--- TASK STATEMENT ---
Pull every line of the records below into your answer word for word, and leave out the pictures.

--- THE INPUT ---
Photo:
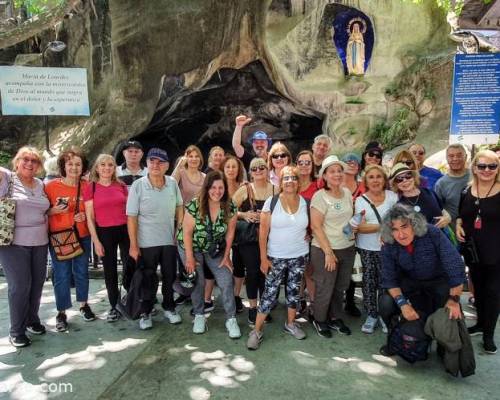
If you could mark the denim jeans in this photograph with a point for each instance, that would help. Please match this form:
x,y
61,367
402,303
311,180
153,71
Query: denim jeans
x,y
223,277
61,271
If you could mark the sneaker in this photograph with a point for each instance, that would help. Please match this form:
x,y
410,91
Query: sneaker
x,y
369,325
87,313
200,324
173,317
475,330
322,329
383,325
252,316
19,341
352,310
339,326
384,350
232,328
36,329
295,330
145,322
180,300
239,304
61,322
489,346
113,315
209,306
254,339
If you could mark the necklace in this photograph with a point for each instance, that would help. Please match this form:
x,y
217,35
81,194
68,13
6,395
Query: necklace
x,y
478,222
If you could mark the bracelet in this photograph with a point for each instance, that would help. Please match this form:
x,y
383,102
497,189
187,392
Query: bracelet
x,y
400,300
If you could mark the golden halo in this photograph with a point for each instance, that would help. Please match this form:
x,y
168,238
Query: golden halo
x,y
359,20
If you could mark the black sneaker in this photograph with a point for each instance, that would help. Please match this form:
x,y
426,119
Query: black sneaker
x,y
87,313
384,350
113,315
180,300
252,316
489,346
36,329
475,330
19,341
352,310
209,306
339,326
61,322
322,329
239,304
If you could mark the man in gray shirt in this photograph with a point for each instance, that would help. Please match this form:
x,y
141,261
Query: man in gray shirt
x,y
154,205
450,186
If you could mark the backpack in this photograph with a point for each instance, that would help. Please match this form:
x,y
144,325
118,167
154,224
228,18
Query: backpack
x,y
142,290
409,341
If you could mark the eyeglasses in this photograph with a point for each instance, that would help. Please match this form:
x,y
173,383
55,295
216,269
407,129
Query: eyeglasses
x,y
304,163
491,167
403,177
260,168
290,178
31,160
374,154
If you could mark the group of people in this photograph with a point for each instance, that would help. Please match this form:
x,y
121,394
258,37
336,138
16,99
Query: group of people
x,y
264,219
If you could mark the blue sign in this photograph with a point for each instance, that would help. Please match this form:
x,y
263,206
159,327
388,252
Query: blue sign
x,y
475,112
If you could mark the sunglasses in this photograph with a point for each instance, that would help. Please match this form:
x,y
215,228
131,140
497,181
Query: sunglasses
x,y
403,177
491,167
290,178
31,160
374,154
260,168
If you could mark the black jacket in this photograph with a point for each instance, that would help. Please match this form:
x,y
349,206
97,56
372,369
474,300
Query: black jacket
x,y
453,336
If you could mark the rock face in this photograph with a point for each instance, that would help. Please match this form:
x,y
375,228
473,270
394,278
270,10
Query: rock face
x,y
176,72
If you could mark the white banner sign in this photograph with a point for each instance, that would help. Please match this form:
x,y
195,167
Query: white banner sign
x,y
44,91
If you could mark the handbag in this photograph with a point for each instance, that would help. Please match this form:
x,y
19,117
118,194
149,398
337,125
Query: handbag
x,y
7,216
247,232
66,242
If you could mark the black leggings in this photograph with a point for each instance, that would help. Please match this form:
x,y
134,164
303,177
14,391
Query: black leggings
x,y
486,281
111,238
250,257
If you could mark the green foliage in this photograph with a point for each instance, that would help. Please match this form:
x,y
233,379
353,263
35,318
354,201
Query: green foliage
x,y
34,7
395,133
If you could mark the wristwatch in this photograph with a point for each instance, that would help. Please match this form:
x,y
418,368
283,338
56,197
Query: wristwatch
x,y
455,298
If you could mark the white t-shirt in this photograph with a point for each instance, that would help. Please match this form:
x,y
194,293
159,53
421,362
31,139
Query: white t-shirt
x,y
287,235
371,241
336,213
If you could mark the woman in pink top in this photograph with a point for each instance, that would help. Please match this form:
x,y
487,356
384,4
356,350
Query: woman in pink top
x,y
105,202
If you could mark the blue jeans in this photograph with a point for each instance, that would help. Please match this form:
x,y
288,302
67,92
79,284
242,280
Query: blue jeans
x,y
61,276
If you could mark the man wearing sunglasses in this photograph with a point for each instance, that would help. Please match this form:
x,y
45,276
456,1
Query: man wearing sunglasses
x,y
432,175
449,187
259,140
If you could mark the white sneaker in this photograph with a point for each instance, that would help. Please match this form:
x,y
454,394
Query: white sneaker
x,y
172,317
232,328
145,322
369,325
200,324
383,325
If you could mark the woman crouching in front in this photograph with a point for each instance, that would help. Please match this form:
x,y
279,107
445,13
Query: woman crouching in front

--- RESULT FOR THIS TASK ---
Photo:
If you could mark the denim jeans in this photograph with a point for each instance, that would help. Please match this form:
x,y
61,367
402,303
311,180
153,71
Query: denim jeans
x,y
223,277
61,271
If you could mark the sneaker in this photograph with a point for each instance, that would help. Please match this form:
x,y
410,91
Query: sneaker
x,y
369,325
87,313
200,324
173,317
475,330
322,329
383,325
252,316
19,341
352,310
339,326
384,350
232,328
36,329
295,330
145,322
180,300
239,304
61,322
489,346
113,315
209,306
254,339
If you could mark the necklace in this photograph with a point for each instance, that would help. Please match this form:
x,y
217,35
81,194
68,13
6,395
Query: necklace
x,y
478,222
If you could mark the bracelet in this photograph with a point for each instance, that would help. Please match this form:
x,y
383,102
497,189
187,392
Query: bracelet
x,y
400,300
If you could mark the golden halo in this photograph with a point for each instance, that would help. Please match this form:
x,y
168,238
Query: golden halo
x,y
359,20
If you could mark the black sneaker in this photograph with a point for each instance, that would help. Please match this form:
x,y
426,119
Query: black sneaker
x,y
87,313
384,350
113,315
180,300
252,316
489,346
36,329
475,330
19,341
352,310
209,306
339,326
61,322
322,329
239,304
If you could mark the man in gray shirt in this photograph with a point for each instance, that would help. Please match this form:
x,y
141,261
Query: man in gray shirt
x,y
154,205
450,186
If you could mark the backpack in this photograph with a point for each instance, that would help. Please match this form:
x,y
144,325
118,167
154,224
228,18
Query: backpack
x,y
142,290
409,341
If you could mark the eyeglasses in this photograph with a point for each instance, that would help. Please match this form:
x,y
173,383
55,295
216,269
407,129
Query: eyeglasses
x,y
304,163
491,167
403,177
260,168
290,178
31,160
374,154
If you could mark the group of people in this photograph with a point for each instance, that would help. Please match this form:
x,y
121,394
258,37
336,138
16,99
Query: group of people
x,y
264,219
If you could mark the blue sign in this photograph with a point for each instance, that would help. Please match this form:
x,y
263,206
159,327
388,252
Query: blue sign
x,y
475,112
If you could mark the sunglasses in this photograph with a point for each instance, that would help. Please match this form:
x,y
215,228
131,140
497,181
Query: sunglasses
x,y
403,177
491,167
290,178
31,160
374,154
260,168
If you could mark the black jacket in this photograph with a point for each instance, that would help. Please match this form:
x,y
349,206
97,56
372,369
474,300
Query: black jacket
x,y
453,336
If you could mark the rock face in this photograph with a point for each instance, that would help. Please match this form:
x,y
375,228
473,270
394,278
270,10
Query: rock face
x,y
176,72
If you could mark the white banner sign in this photograph with a point for each instance, that would help. Please match this form:
x,y
195,167
Query: white banner sign
x,y
44,91
If you could mark the handbag in this photograph with a point for each instance, that would help. Please match this form:
x,y
19,117
118,194
149,398
337,125
Query: handbag
x,y
7,216
247,232
66,242
If you could mark the black leggings in this photograph with a point for each instance, that would help. Please match this form:
x,y
134,164
303,177
14,391
Query: black leggings
x,y
486,281
111,238
250,257
If you could mark the green foliage in this photograph with a point for each instance, that would help. Please match this form:
x,y
233,379
353,263
35,318
354,201
Query: green foliage
x,y
34,7
395,133
If you could mark the wristwatch in this photograph with a point for each instance, that would help. Please match this form:
x,y
418,368
283,338
56,197
Query: wristwatch
x,y
455,298
If you could mark the white t-shirt in this photograph with a point for each instance, that would help. Please match this form:
x,y
194,293
159,53
421,362
31,139
Query: white t-shirt
x,y
287,235
371,241
336,213
If you could mark the woman in pink top in this photograph with a point for each instance, that would help. Please match this form:
x,y
487,356
384,4
356,350
Query: woman in pink top
x,y
105,202
If you could mark the blue jeans in this photograph with a point for each instance, that would help. Please match this form:
x,y
288,302
67,92
79,284
242,280
Query: blue jeans
x,y
61,276
If you could mark the man wearing sunglasses in this photograph with a point for each instance, that would help. Please match this form:
x,y
45,276
456,1
Query: man wearing sunglasses
x,y
432,175
449,187
259,140
If you could mark the white sneaker in this photograph with a point for each instance, that would help. Please match this form:
x,y
454,394
Query: white sneaker
x,y
172,317
232,328
145,322
369,325
200,324
383,325
If you could mark the woman crouching in front in this photograph with a point for each instance, that would help. Please match this form:
x,y
279,107
445,13
Query: woman crouching in front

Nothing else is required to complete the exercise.